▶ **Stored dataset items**
BEGIN
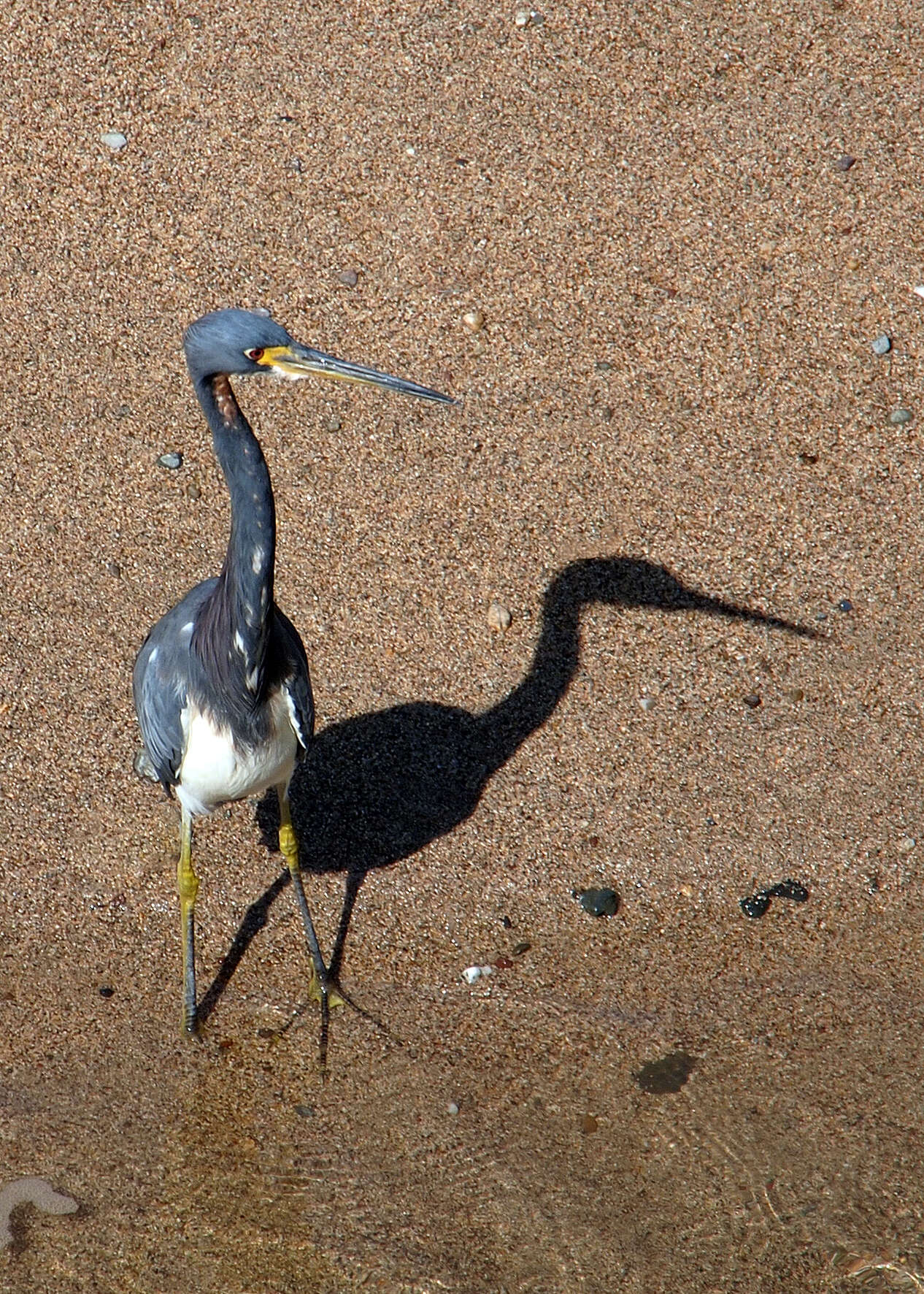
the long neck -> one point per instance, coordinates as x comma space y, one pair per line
507, 725
241, 605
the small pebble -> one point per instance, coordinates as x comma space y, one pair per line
498, 618
667, 1074
756, 905
142, 764
598, 902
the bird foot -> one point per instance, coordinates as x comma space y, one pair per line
315, 993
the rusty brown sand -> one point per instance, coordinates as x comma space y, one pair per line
679, 289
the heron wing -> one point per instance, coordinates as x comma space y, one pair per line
158, 702
161, 682
296, 680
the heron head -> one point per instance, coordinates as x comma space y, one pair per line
247, 342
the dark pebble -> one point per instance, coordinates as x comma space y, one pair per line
790, 889
667, 1074
756, 905
604, 902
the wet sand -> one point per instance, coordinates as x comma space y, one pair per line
673, 453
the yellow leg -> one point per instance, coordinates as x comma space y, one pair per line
188, 885
320, 987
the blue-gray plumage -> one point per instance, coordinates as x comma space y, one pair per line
222, 685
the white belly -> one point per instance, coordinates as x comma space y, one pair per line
215, 771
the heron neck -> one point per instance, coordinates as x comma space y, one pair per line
245, 592
507, 725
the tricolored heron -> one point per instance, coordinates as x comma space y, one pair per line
222, 686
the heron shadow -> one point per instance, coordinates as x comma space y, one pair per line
378, 787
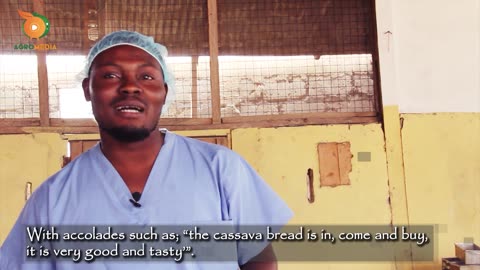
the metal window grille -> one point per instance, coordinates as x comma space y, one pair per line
275, 57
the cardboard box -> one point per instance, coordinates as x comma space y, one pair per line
469, 253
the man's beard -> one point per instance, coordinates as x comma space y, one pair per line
129, 134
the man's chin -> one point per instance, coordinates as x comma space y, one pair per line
128, 134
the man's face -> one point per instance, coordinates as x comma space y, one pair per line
127, 91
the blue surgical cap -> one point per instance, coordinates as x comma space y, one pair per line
135, 39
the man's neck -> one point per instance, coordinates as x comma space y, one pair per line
131, 153
133, 161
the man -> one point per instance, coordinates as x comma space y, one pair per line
139, 175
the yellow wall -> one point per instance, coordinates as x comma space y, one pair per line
25, 158
435, 157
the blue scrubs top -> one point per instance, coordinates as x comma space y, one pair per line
191, 182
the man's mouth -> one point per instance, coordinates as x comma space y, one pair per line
129, 109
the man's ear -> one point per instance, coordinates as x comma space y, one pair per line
86, 88
166, 92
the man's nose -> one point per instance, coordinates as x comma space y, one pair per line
130, 86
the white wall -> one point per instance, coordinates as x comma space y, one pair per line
431, 60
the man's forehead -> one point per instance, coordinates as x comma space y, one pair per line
116, 54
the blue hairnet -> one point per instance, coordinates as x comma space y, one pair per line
158, 51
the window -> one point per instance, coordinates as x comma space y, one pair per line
236, 63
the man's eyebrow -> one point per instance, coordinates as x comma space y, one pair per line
149, 64
107, 64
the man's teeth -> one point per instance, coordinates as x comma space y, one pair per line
130, 109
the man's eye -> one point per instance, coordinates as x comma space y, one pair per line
109, 76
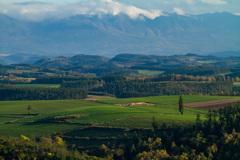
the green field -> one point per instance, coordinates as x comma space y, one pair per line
14, 118
236, 84
150, 73
38, 85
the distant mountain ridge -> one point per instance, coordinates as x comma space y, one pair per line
129, 60
110, 35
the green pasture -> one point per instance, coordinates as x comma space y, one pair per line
14, 118
33, 130
237, 84
38, 85
150, 73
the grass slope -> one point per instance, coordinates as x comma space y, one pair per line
102, 113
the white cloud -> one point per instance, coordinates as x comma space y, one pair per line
191, 2
39, 11
215, 2
179, 11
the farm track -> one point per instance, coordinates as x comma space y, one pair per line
213, 104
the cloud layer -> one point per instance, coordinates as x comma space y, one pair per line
36, 11
215, 2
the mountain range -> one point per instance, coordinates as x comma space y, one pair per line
131, 60
109, 35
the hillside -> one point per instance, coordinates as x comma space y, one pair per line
110, 35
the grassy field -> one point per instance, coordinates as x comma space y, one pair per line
150, 73
237, 84
38, 85
14, 118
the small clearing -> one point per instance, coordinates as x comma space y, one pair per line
213, 104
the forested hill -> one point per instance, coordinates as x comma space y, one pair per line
129, 60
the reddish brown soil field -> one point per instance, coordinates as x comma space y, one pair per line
213, 104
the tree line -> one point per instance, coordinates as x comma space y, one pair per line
15, 93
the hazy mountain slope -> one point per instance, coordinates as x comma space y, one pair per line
110, 35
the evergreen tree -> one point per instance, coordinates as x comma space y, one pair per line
29, 108
180, 103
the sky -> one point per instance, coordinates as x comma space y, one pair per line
37, 10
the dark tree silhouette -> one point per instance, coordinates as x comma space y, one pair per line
181, 106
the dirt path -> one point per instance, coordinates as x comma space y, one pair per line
213, 104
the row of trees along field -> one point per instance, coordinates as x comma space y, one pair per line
15, 93
141, 88
216, 137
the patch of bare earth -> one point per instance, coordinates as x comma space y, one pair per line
213, 104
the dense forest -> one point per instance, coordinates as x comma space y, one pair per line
16, 93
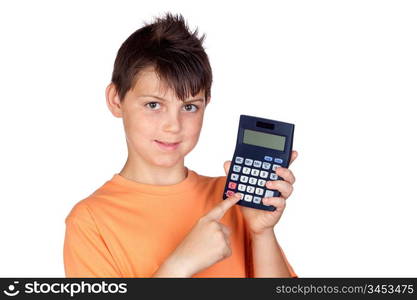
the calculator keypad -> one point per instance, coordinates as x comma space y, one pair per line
249, 178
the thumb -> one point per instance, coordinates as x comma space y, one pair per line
226, 166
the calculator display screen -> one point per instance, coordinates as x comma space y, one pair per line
267, 140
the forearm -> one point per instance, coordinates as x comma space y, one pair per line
268, 260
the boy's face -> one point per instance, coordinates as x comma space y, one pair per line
150, 121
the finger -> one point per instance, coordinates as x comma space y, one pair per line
220, 209
278, 202
226, 230
283, 187
226, 166
294, 155
285, 174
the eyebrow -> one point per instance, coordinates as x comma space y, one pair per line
162, 99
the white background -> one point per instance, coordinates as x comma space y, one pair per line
344, 72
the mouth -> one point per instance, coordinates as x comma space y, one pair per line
167, 145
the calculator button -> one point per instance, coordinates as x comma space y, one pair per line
252, 180
236, 168
248, 162
238, 160
234, 176
250, 189
232, 185
257, 199
248, 198
229, 193
266, 165
254, 172
274, 167
259, 191
261, 182
278, 160
246, 170
264, 174
269, 193
241, 187
257, 163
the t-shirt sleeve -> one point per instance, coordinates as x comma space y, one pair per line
85, 252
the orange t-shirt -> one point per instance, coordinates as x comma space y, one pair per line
128, 229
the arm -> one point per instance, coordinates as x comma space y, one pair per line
85, 252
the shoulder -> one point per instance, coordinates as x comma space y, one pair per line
80, 212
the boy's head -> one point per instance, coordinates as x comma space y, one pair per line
160, 87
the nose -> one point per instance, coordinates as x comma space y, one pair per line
172, 122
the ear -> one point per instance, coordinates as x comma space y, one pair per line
113, 101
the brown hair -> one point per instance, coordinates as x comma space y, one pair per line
176, 54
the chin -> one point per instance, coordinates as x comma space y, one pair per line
167, 162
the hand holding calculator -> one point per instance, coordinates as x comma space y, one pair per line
262, 146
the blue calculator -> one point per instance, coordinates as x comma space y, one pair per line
262, 146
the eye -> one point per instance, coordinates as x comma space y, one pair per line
190, 105
151, 105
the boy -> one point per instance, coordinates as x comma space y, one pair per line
157, 218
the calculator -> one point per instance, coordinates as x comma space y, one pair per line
262, 146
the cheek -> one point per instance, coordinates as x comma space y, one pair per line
192, 128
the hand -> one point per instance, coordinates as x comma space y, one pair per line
258, 220
207, 242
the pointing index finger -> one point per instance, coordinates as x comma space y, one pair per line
220, 209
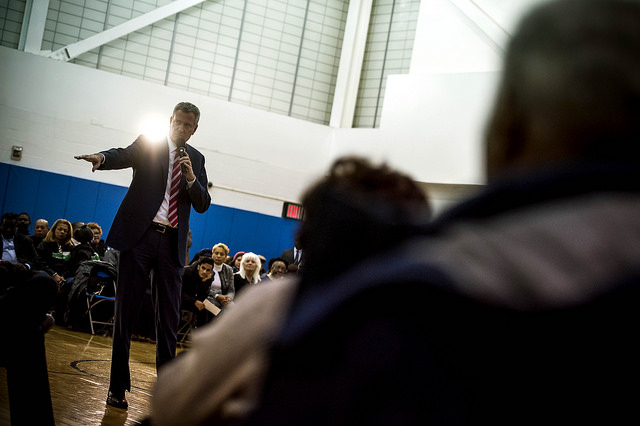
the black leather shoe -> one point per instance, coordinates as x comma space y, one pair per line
116, 401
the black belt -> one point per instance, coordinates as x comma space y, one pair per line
162, 228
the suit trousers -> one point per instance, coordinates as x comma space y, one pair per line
154, 252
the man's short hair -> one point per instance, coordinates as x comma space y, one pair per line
188, 107
205, 260
223, 246
9, 216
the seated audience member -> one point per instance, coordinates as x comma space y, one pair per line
353, 185
16, 248
55, 250
24, 222
222, 289
235, 262
293, 256
277, 269
249, 273
75, 226
26, 299
84, 251
99, 245
196, 282
199, 255
54, 253
40, 230
518, 304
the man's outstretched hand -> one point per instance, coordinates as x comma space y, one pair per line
95, 159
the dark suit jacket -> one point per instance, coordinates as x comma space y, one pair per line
25, 252
150, 163
193, 288
227, 288
289, 254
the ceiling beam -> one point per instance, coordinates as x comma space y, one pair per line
76, 49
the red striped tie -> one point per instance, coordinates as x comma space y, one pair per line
176, 174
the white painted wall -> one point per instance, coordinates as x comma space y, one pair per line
431, 126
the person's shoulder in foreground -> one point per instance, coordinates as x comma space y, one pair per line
518, 302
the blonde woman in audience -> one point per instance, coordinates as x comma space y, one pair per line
249, 273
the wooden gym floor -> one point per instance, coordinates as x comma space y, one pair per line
79, 365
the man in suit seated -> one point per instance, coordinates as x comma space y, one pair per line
26, 297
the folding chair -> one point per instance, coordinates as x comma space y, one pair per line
187, 323
100, 288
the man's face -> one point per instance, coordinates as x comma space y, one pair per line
250, 265
61, 232
182, 125
8, 228
204, 271
23, 221
278, 269
41, 228
219, 256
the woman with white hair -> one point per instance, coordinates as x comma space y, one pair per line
249, 273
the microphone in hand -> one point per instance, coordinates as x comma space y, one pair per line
181, 152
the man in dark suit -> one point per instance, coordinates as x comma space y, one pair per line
293, 257
150, 230
26, 298
22, 254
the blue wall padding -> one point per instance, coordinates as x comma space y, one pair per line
52, 196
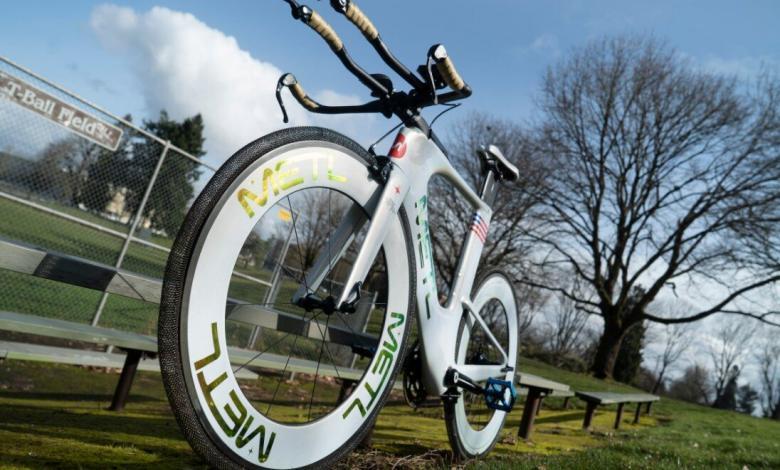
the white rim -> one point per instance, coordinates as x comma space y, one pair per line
297, 166
476, 442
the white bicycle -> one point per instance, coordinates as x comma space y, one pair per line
339, 233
END
▶ **How to complete this task**
Output exactly, and only, the lines running from the one that contains "the white bicycle" through the last line of the entries above.

▶ **Expected answer**
the white bicycle -> one point per instance, coordinates as x comma space y, one pair per line
339, 233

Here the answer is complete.